>> begin PROVIDED RECORDS

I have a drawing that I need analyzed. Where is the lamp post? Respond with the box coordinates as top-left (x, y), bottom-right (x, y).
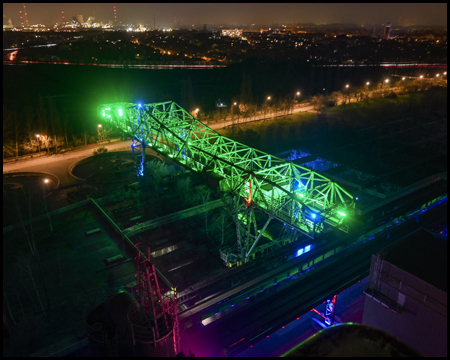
top-left (264, 96), bottom-right (271, 120)
top-left (231, 102), bottom-right (237, 120)
top-left (97, 124), bottom-right (102, 145)
top-left (36, 134), bottom-right (41, 155)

>> end PROVIDED RECORDS

■ **INSTRUCTIONS TO FOLLOW**
Convert every line of the rows above into a Markdown table with two columns: No. for the line's number and Text for the line itself. Leave out blank lines and the pictures.

■ **COMPLETE RESPONSE**
| No. | Text |
|---|---|
| 1 | I have a drawing that I need analyzed. Where is the lamp post? Respond with the box coordinates as top-left (x, y), bottom-right (x, y). |
| 2 | top-left (264, 96), bottom-right (271, 120) |
| 3 | top-left (231, 102), bottom-right (237, 120) |
| 4 | top-left (97, 124), bottom-right (102, 145) |
| 5 | top-left (36, 134), bottom-right (41, 155) |